A la vista del patio

Hay un factor en nuestra manera de vivir hoy que dispara el proyectil del despotismo tímido a una velocidad y con una intensidad mayores: la gratuidad en lo que no debe ser gratuito: el trabajo de nuestras manos. El trabajo debe ser retribuido, y justamente retribuido, en función de su dificultad y repercusión, de su utilidad y necesidad… además de por la preparación que precise. Pero no por el trabajo en sí −que es algo inmaterial en principio ni bueno ni malo−, sino por la implicación que tiene de la plenitud del ser que lo desarrolla como imagen de Dios, que trabajó seis días y el séptimo descansó (Gén 1-2,4). Eso sí, debe ser un trabajo bien hecho, lo cual aún debe repercutir más en su precio, de acuerdo con su valor.

¿No te parece, hermano, mi hermana del alma, que los sueldos actuales están lejos de cumplir estas premisas? ¿No observas una tendencia a devaluar el valor del trabajo en la actualidad? Hemos llegado a tal extremo, que hasta para hablar debes pagar: ¿Quieres publicar tu libro? Paga. ¿Quieres escribir virguerías en las redes sociales, para contribuir a enriquecer la cultura y ayudar a las personas? Paga. ¡El mundo al revés!

De tal manera, parece lo más normal del mundo dedicarse a exigir ayudas públicas y vivir de ellas, no por necesidad económica o enfermedad reales, sino sencillamente porque no queremos trabajar. Y lo disfrazamos aduciendo que “no nos reconocen lo que valemos”. Como es evidente, habrá casos en los que no haya duda de que la ayuda es necesaria, pero en el otro lado de la balanza está aquel que −estando en plenas facultades− se duerme en sus laureles… sin disponer de tales laureles, porque le son imaginarios: él es el centro, y todo debe girar a su alrededor. Y eso es vivir del cuento… que tiene repercusión en la propia timidez y desdén incluso de uno mismo por ser persona.

Instrucciones de la tarea: Continúa el texto sobre el valor y la retribución del trabajo a partir de su última frase.

Datos de anclaje basados en imágenes:

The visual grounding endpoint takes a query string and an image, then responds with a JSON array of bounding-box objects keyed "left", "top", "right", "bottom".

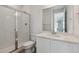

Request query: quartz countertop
[{"left": 36, "top": 31, "right": 79, "bottom": 43}]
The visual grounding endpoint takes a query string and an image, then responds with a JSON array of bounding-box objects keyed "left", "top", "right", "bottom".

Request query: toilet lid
[{"left": 23, "top": 41, "right": 35, "bottom": 46}]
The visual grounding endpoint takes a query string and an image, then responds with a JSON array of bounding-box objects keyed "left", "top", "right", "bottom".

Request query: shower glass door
[
  {"left": 0, "top": 6, "right": 15, "bottom": 53},
  {"left": 16, "top": 11, "right": 29, "bottom": 48}
]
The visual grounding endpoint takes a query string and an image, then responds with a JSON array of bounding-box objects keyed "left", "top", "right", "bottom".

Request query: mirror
[
  {"left": 43, "top": 6, "right": 67, "bottom": 32},
  {"left": 53, "top": 7, "right": 67, "bottom": 32}
]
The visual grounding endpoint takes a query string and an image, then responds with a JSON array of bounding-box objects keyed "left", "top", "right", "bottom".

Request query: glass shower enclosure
[{"left": 0, "top": 6, "right": 30, "bottom": 53}]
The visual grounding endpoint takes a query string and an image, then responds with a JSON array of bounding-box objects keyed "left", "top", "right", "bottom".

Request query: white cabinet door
[
  {"left": 51, "top": 40, "right": 72, "bottom": 53},
  {"left": 36, "top": 37, "right": 51, "bottom": 53}
]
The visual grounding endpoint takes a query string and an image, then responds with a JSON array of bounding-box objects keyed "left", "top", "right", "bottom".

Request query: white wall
[{"left": 31, "top": 5, "right": 43, "bottom": 34}]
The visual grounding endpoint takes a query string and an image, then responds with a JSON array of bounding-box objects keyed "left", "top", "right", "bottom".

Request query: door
[
  {"left": 0, "top": 6, "right": 15, "bottom": 52},
  {"left": 16, "top": 12, "right": 29, "bottom": 48}
]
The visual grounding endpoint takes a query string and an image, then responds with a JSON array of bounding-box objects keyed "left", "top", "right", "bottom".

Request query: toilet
[{"left": 23, "top": 41, "right": 35, "bottom": 53}]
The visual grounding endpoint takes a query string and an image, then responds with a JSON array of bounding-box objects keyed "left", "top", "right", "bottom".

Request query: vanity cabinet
[
  {"left": 36, "top": 37, "right": 51, "bottom": 53},
  {"left": 36, "top": 37, "right": 79, "bottom": 53},
  {"left": 51, "top": 40, "right": 73, "bottom": 53}
]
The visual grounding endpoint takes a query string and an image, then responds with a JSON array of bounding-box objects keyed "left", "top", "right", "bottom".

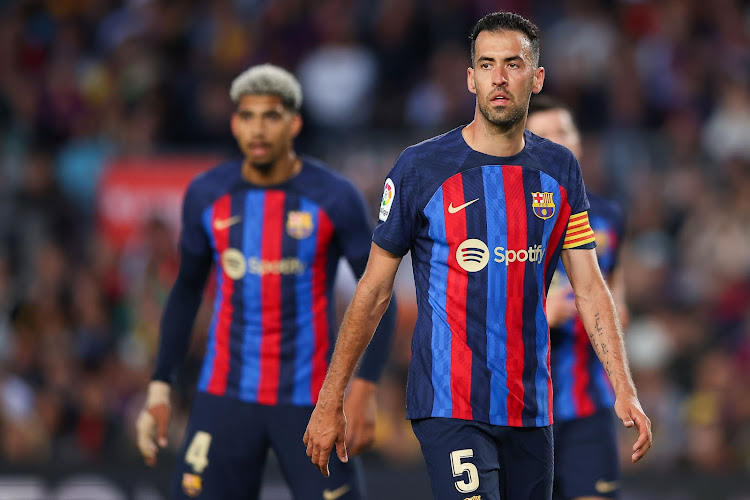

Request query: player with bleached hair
[{"left": 137, "top": 64, "right": 395, "bottom": 500}]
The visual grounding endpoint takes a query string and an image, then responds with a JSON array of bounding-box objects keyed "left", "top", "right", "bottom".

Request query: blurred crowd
[{"left": 0, "top": 0, "right": 750, "bottom": 486}]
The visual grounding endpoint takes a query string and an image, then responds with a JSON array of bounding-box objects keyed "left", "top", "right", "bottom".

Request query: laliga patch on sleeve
[{"left": 378, "top": 177, "right": 396, "bottom": 221}]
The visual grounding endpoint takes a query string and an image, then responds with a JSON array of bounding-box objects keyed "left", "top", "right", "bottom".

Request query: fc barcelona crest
[
  {"left": 286, "top": 210, "right": 313, "bottom": 240},
  {"left": 531, "top": 193, "right": 555, "bottom": 219}
]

Tu respuesta:
Tienes lo que eres

¿Cuál es el resultado? La sociedad va de capa caída, porque son sus miembros los que no ejercitan el músculo, y por este sendero pronto depreciará su valía como ser útil, lo cual empezamos a ver con el desprecio a la dignidad de la persona que supura por los medios de comunicación (e intentan “demostrarlo” no dando importancia al trabajo que sale de nuestras manos, lo cual a su vez nos lleva a hacerlo mal y con descuido).

Ahora que la inteligencia artificial amenaza con robarnos la necesidad y dignidad de trabajar, ha salido un pretendido profeta que anuncia que en pocos años no será necesario trabajar, pues todo será tan barato que nos lo verterán sobre nuestra figura de oro como lluvia de mayo. Por este camino, ya se entiende que en la actualidad las personas sean usadas como un pelele de usar y tirar, pues su valor se considera únicamente en función del propio provecho: el dinero que ellas no ganan.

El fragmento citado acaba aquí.